BRIEF: Find each line in the entries below that contains the word "shoulder", and copy those lines.

▼

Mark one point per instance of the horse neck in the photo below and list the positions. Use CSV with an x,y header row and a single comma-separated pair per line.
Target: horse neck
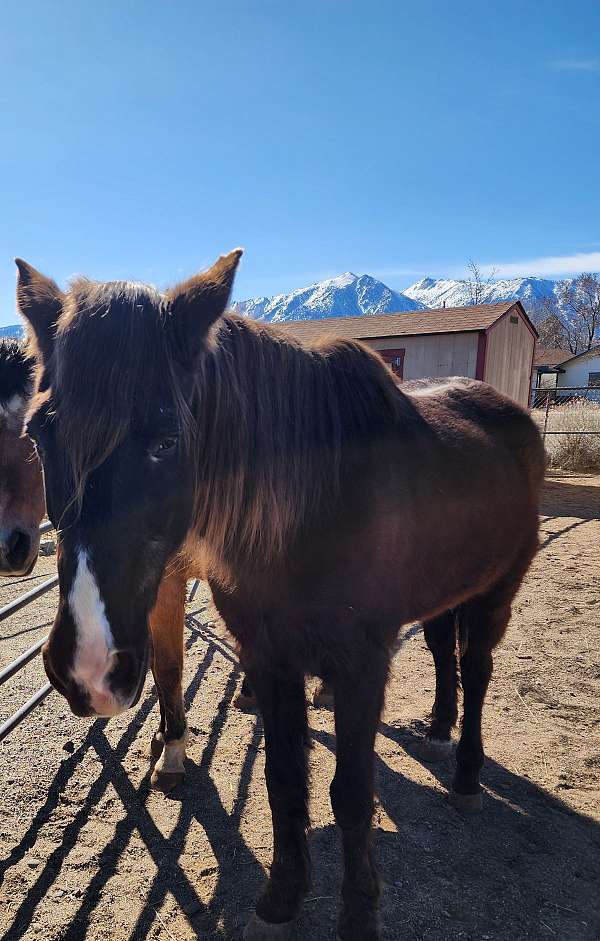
x,y
276,422
267,458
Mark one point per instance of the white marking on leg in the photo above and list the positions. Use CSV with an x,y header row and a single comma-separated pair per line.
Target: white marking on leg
x,y
12,411
95,647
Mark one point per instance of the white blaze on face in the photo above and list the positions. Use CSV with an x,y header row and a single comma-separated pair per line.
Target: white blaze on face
x,y
95,648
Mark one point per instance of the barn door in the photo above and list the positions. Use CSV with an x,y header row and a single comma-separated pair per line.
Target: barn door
x,y
395,360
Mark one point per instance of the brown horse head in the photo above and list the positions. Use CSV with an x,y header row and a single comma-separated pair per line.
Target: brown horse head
x,y
21,482
116,379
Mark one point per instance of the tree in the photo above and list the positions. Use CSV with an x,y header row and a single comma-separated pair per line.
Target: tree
x,y
552,333
476,284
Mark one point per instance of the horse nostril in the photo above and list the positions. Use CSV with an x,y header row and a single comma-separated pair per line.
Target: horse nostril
x,y
18,547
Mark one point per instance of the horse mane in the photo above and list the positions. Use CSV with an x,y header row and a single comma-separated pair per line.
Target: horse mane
x,y
276,422
269,426
16,371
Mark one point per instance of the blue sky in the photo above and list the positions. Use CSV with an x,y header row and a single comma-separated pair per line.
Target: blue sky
x,y
141,139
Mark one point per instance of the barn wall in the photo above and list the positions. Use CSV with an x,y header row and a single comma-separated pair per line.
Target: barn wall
x,y
577,373
509,352
434,355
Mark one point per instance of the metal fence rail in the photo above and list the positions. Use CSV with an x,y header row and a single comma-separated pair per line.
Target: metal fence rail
x,y
7,672
556,399
23,659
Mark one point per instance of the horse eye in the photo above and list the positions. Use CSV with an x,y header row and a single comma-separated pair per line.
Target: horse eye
x,y
163,447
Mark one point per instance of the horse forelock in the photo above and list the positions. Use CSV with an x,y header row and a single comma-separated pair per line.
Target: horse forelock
x,y
16,372
109,358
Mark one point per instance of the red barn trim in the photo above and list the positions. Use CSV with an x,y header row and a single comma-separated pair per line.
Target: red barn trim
x,y
481,351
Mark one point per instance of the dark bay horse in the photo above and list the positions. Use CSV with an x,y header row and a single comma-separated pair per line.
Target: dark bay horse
x,y
21,482
326,506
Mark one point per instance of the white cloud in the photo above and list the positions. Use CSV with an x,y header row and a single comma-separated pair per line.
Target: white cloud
x,y
547,266
577,65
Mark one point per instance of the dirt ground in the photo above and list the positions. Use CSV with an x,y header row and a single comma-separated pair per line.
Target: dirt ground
x,y
89,851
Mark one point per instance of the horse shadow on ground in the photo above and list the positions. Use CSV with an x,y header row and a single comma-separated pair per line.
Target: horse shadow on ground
x,y
199,801
526,867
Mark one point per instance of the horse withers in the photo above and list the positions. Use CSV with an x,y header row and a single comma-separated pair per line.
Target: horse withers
x,y
21,484
327,507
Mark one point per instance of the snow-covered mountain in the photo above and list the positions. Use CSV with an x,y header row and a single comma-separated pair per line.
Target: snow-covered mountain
x,y
14,330
348,295
447,292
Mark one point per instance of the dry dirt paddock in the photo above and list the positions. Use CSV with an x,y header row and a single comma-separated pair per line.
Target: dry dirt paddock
x,y
89,851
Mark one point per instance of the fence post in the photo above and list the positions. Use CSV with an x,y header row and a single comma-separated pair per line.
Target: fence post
x,y
546,417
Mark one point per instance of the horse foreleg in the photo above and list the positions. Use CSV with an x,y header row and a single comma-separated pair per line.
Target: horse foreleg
x,y
358,695
166,625
282,702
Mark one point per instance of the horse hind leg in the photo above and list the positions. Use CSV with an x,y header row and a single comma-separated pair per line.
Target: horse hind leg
x,y
168,744
483,623
440,636
358,695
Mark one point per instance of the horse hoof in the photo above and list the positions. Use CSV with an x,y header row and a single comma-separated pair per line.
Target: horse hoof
x,y
246,703
165,781
259,930
466,803
157,745
434,749
323,699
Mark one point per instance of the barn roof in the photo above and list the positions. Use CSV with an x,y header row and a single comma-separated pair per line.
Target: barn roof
x,y
550,356
413,323
593,351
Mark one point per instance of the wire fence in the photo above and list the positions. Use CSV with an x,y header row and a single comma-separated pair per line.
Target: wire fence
x,y
12,668
569,411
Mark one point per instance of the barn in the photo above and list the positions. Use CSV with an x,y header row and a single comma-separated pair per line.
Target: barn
x,y
493,342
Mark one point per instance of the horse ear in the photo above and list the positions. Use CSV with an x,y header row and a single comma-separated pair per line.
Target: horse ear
x,y
40,302
197,303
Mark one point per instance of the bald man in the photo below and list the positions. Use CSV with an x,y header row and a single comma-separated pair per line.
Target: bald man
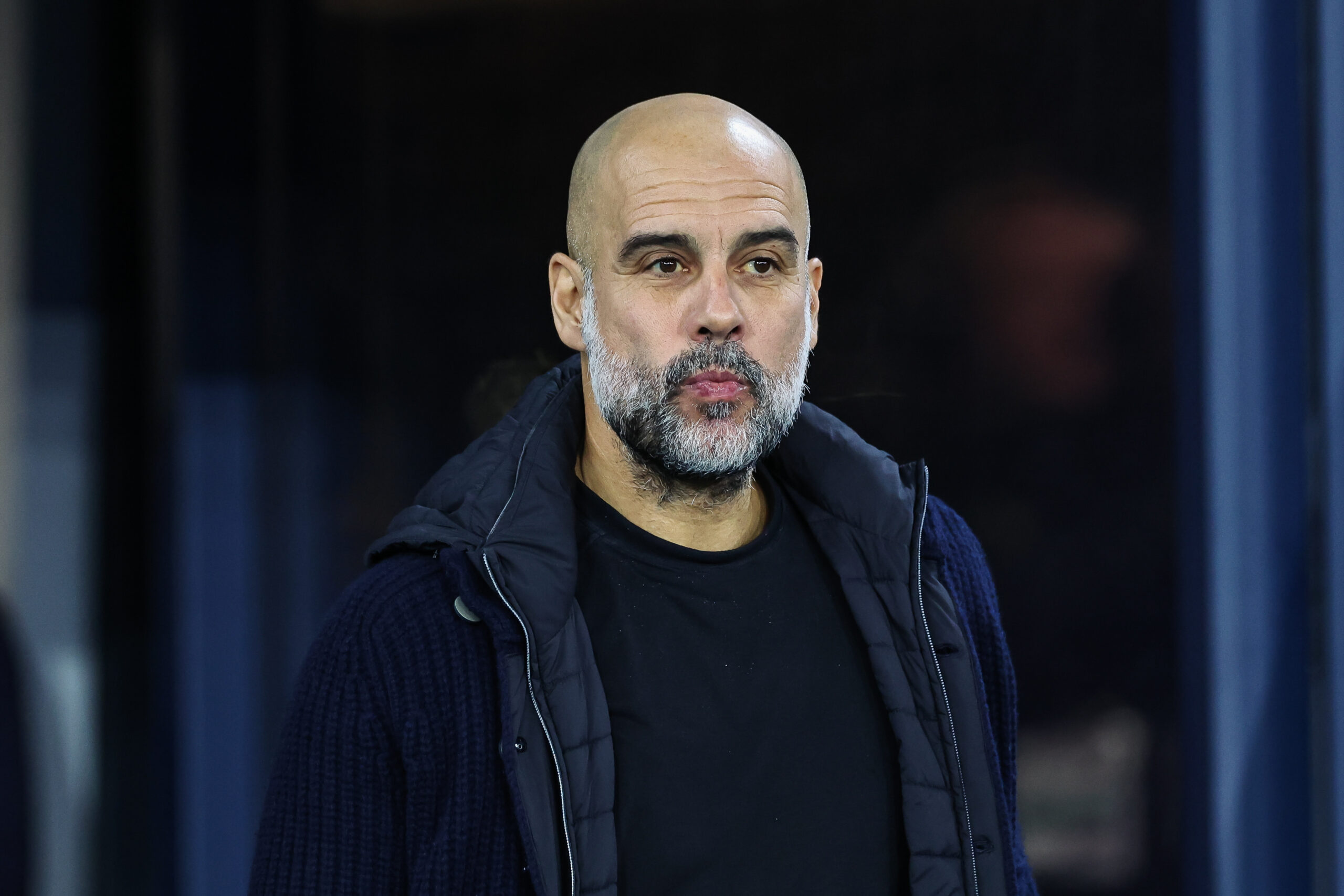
x,y
667,628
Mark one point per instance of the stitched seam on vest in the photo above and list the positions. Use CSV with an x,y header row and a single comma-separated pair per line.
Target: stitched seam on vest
x,y
586,743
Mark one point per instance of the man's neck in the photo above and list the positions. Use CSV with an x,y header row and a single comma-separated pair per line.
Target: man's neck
x,y
605,468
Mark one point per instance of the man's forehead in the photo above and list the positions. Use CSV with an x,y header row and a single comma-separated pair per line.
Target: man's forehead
x,y
702,191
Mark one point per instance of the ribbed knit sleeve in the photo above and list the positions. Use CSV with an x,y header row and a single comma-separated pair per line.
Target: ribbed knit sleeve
x,y
390,777
334,816
965,573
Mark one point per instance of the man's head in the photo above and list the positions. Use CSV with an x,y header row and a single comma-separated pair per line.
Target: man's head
x,y
689,289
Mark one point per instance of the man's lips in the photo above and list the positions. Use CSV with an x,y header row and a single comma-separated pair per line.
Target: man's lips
x,y
714,386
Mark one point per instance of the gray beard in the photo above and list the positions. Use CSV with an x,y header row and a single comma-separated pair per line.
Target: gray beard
x,y
706,457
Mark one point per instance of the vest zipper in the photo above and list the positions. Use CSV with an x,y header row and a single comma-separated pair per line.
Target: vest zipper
x,y
555,758
942,684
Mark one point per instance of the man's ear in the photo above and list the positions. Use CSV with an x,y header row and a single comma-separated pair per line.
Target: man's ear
x,y
815,296
568,300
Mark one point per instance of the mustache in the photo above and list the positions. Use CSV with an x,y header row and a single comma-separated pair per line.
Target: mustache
x,y
702,356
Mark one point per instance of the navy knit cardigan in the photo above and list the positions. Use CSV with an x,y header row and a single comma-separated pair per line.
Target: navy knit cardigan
x,y
389,779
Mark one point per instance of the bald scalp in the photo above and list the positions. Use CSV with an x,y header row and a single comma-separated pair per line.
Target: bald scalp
x,y
644,121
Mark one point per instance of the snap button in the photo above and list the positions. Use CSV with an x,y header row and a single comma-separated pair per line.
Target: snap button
x,y
466,612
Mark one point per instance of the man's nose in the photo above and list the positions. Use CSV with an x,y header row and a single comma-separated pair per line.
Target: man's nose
x,y
718,316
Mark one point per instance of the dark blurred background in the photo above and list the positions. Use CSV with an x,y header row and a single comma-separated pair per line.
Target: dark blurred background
x,y
279,261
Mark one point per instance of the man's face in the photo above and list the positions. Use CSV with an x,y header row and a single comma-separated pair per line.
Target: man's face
x,y
702,305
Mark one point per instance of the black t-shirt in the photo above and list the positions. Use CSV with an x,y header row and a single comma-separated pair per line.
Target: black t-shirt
x,y
753,753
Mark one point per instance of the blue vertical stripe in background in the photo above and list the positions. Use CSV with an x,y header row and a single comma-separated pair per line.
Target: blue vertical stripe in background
x,y
218,635
1330,133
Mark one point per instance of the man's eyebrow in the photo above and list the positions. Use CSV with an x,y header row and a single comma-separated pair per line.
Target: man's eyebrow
x,y
773,236
637,244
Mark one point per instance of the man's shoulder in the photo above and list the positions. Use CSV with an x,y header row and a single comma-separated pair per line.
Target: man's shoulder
x,y
949,537
397,610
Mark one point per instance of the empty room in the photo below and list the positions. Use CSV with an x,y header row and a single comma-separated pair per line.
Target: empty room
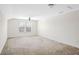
x,y
39,29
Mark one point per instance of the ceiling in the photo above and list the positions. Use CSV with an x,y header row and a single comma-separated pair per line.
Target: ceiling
x,y
35,11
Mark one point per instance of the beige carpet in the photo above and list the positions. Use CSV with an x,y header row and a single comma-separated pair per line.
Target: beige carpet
x,y
37,46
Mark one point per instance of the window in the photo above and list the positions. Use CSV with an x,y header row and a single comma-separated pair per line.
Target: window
x,y
24,26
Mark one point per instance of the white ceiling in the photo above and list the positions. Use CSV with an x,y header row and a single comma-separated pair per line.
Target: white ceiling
x,y
35,11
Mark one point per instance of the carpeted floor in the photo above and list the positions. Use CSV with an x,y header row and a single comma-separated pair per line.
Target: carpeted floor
x,y
37,46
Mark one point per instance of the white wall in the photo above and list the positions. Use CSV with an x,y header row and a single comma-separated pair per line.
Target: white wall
x,y
3,31
62,28
13,29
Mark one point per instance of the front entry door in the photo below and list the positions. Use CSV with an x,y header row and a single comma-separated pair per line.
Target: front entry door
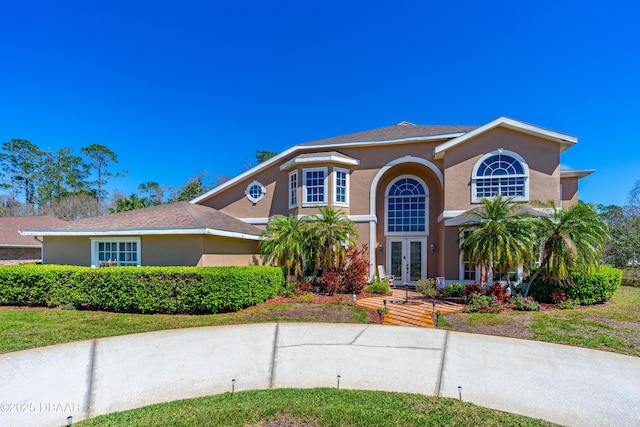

▲

RIGHT ANSWER:
Mark one point per instance of the man's shoulder in the photo above and list the positions. Use CSV with an x,y header row and a single comma-separated pair per line.
Target: man's shoulder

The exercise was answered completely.